— begin SOURCE EXCERPT —
As for hides, my god, how does your snakes fit in the medium RBI hides lol? I got the larges and my BP girl is about 4' and 1680g and she fills that hide up. half the time you see part of her hanging out lol. And the retic is 4' and he takes up about half the large hide although he does like to sit with his face in the door way of the hide lol. Then whenever someone walks by his cage, he instantly pops his head out like a jack in the box lol. I cant believe how much he eats. it's been 3 days since he had 2 small rats and today I opened his cage to do the sniff test for a piss and he shot out of his hide like a freakin bullet and perched on the lip of the cage looking for dinner. When nothing was in smell distance, he backpedaled into the hide and I was able to lift the hide and pick him up and find the secret pee he left and spot clean it. I'm expecting a nice present tonight or tomorrow as he has a nice sausage butt going lol.

----------


## CloudtheBoa

So I remeasured the hides...I got the MEDIUMS from LLLReptile, so they're slightly bigger, and I got the large hides from RBI.  I guess I got confused on which was which. Lol

This is the ball python in the medium hide from LLL.  The flares at the bottom sit at 12", the top is  right around 10".  He currently weighs 1,245 grams but is normally 1,380.  Thinking of moving him to weekly from 2 weeks since he still hasn't gained all his weight back.  Can't move up prey size as he begins refusing after two mediums in a row.
— end SOURCE EXCERPT —
— begin DATA SEGMENT —
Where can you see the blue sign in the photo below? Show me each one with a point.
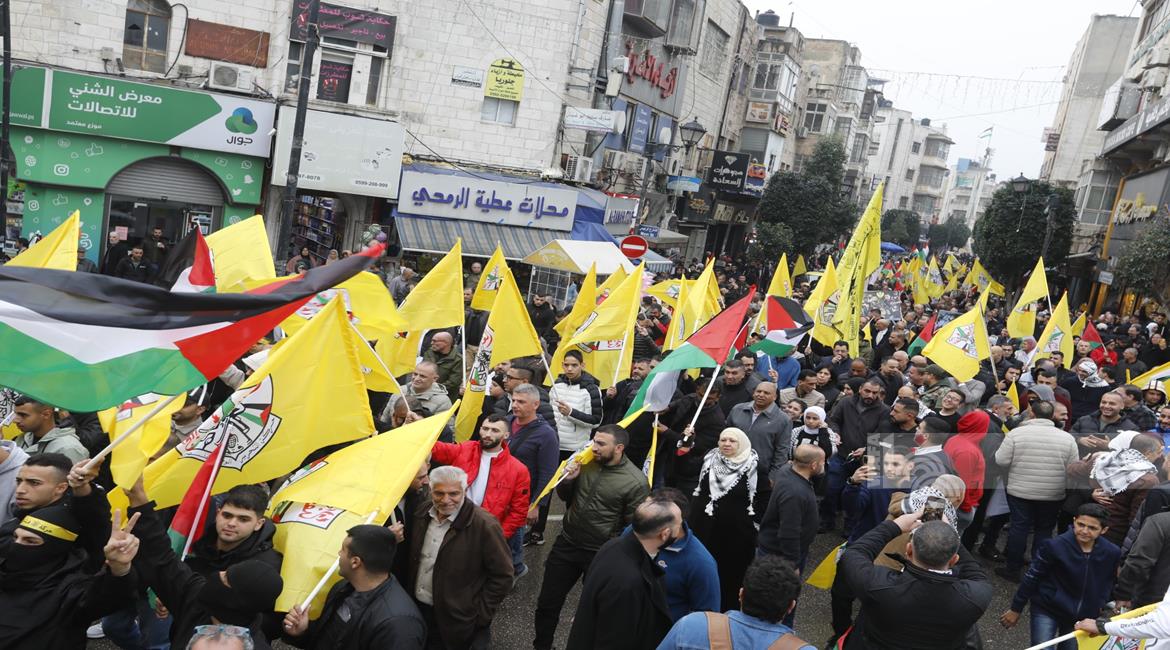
— end DATA SEGMENT —
→ WHAT TO DO
Please return the forum excerpt about snake hides in full, word for word.

→ SOLUTION FOR THIS TASK
As for hides, my god, how does your snakes fit in the medium RBI hides lol? I got the larges and my BP girl is about 4' and 1680g and she fills that hide up. half the time you see part of her hanging out lol. And the retic is 4' and he takes up about half the large hide although he does like to sit with his face in the door way of the hide lol. Then whenever someone walks by his cage, he instantly pops his head out like a jack in the box lol. I cant believe how much he eats. it's been 3 days since he had 2 small rats and today I opened his cage to do the sniff test for a piss and he shot out of his hide like a freakin bullet and perched on the lip of the cage looking for dinner. When nothing was in smell distance, he backpedaled into the hide and I was able to lift the hide and pick him up and find the secret pee he left and spot clean it. I'm expecting a nice present tonight or tomorrow as he has a nice sausage butt going lol.

----------


## CloudtheBoa

So I remeasured the hides...I got the MEDIUMS from LLLReptile, so they're slightly bigger, and I got the large hides from RBI.  I guess I got confused on which was which. Lol

This is the ball python in the medium hide from LLL.  The flares at the bottom sit at 12", the top is  right around 10".  He currently weighs 1,245 grams but is normally 1,380.  Thinking of moving him to weekly from 2 weeks since he still hasn't gained all his weight back.  Can't move up prey size as he begins refusing after two mediums in a row.